Council, saw the circle there in 1849, and thought the Queen and prince
appeared to great advantage, living in simplicity and ease. 'The Queen is
running in and out of the house all day long, and often goes about alone,
walks into the cottages, and sits down and chats with the old women.... I
was greatly struck with the prince. I saw at once that he is very
intelligent and highly cultivated; and, moreover, that he has a thoughtful
mind, and thinks of subjects worth thinking about. He seems very much at
his ease, very gay, pleasant, and without the least stiffness or air of
dignity.' The Queen was in Ireland in 1849, and had a splendid reception.

:: LISTING ::

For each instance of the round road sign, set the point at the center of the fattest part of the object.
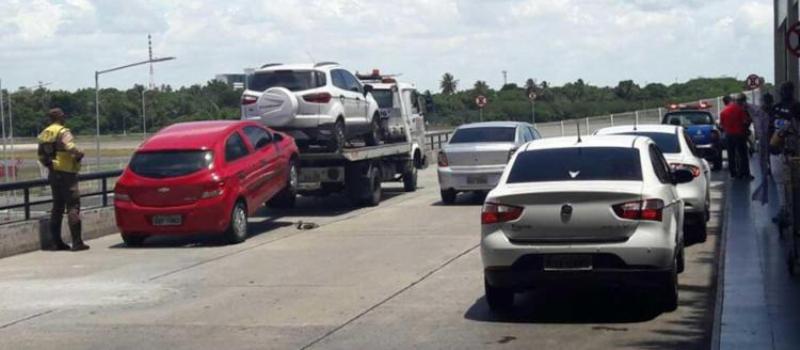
(753, 82)
(481, 101)
(793, 39)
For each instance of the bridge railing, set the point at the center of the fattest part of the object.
(30, 197)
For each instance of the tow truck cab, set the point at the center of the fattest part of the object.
(701, 127)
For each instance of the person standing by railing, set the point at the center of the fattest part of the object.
(59, 154)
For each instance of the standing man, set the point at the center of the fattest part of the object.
(783, 143)
(57, 152)
(735, 123)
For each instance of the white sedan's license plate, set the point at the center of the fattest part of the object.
(567, 262)
(477, 179)
(167, 220)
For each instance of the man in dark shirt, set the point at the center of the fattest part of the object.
(735, 121)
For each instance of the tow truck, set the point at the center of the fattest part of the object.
(359, 170)
(701, 127)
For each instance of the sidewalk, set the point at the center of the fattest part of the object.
(761, 301)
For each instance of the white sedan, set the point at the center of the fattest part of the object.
(680, 153)
(601, 209)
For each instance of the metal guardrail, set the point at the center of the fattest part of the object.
(26, 186)
(437, 138)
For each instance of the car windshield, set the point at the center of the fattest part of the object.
(164, 164)
(688, 118)
(294, 80)
(667, 142)
(385, 98)
(484, 134)
(577, 164)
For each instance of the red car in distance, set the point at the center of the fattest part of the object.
(204, 177)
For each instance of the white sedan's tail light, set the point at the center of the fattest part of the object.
(495, 213)
(648, 210)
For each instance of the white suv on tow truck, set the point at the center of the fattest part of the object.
(318, 104)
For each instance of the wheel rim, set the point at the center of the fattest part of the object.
(239, 221)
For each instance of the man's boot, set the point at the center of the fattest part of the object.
(77, 241)
(55, 234)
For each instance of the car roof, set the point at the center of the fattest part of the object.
(191, 135)
(298, 66)
(658, 128)
(502, 124)
(624, 141)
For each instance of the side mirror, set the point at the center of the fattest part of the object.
(682, 176)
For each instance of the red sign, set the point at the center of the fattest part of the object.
(754, 82)
(793, 39)
(481, 101)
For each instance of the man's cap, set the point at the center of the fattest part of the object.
(56, 113)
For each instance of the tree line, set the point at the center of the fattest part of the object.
(121, 110)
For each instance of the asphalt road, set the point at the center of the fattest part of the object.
(406, 274)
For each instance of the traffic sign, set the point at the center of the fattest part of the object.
(754, 81)
(481, 101)
(792, 39)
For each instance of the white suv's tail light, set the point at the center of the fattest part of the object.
(443, 159)
(322, 97)
(249, 99)
(694, 169)
(648, 210)
(495, 213)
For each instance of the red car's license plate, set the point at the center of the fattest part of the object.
(167, 220)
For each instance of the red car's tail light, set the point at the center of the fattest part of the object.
(249, 99)
(322, 97)
(649, 210)
(494, 213)
(215, 190)
(443, 159)
(694, 169)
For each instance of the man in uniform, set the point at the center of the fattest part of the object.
(57, 152)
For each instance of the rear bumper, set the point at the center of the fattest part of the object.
(205, 216)
(646, 248)
(528, 277)
(463, 179)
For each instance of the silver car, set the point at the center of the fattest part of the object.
(604, 209)
(476, 155)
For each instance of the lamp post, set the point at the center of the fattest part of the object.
(97, 96)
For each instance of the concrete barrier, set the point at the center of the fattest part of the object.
(32, 235)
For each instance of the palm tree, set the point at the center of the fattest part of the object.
(481, 87)
(448, 84)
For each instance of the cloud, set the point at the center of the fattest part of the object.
(601, 41)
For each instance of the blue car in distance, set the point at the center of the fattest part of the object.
(701, 128)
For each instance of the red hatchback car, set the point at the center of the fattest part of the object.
(204, 177)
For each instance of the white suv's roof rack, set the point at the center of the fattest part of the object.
(325, 64)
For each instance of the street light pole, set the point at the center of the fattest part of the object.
(97, 96)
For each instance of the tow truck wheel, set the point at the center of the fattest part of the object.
(286, 197)
(373, 138)
(410, 178)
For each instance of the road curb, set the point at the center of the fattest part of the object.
(716, 331)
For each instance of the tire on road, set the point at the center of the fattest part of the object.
(237, 228)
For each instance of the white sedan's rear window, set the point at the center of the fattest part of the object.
(577, 164)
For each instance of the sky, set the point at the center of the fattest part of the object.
(559, 41)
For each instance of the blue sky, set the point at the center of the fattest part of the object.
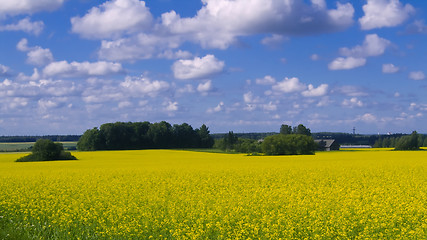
(245, 66)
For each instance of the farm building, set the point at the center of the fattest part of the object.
(327, 144)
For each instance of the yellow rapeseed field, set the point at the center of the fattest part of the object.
(168, 194)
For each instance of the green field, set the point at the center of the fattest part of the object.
(26, 146)
(170, 194)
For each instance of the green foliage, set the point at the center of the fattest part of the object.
(300, 129)
(410, 142)
(47, 150)
(144, 135)
(206, 141)
(292, 144)
(285, 129)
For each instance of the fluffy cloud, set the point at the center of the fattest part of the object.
(316, 92)
(4, 70)
(419, 75)
(384, 13)
(99, 91)
(141, 86)
(390, 68)
(171, 106)
(417, 27)
(205, 87)
(346, 63)
(77, 69)
(267, 80)
(367, 117)
(37, 89)
(197, 68)
(352, 102)
(216, 25)
(112, 19)
(218, 108)
(35, 55)
(373, 45)
(16, 7)
(273, 41)
(25, 25)
(289, 85)
(219, 22)
(141, 46)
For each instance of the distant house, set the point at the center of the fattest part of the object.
(327, 145)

:: EXERCISE DETAILS ::
Please copy the passage about the Queen and the prince word for word, from "Council, saw the" to "a splendid reception.".

:: RESPONSE FOR THIS EXERCISE ::
Council, saw the circle there in 1849, and thought the Queen and prince
appeared to great advantage, living in simplicity and ease. 'The Queen is
running in and out of the house all day long, and often goes about alone,
walks into the cottages, and sits down and chats with the old women.... I
was greatly struck with the prince. I saw at once that he is very
intelligent and highly cultivated; and, moreover, that he has a thoughtful
mind, and thinks of subjects worth thinking about. He seems very much at
his ease, very gay, pleasant, and without the least stiffness or air of
dignity.' The Queen was in Ireland in 1849, and had a splendid reception.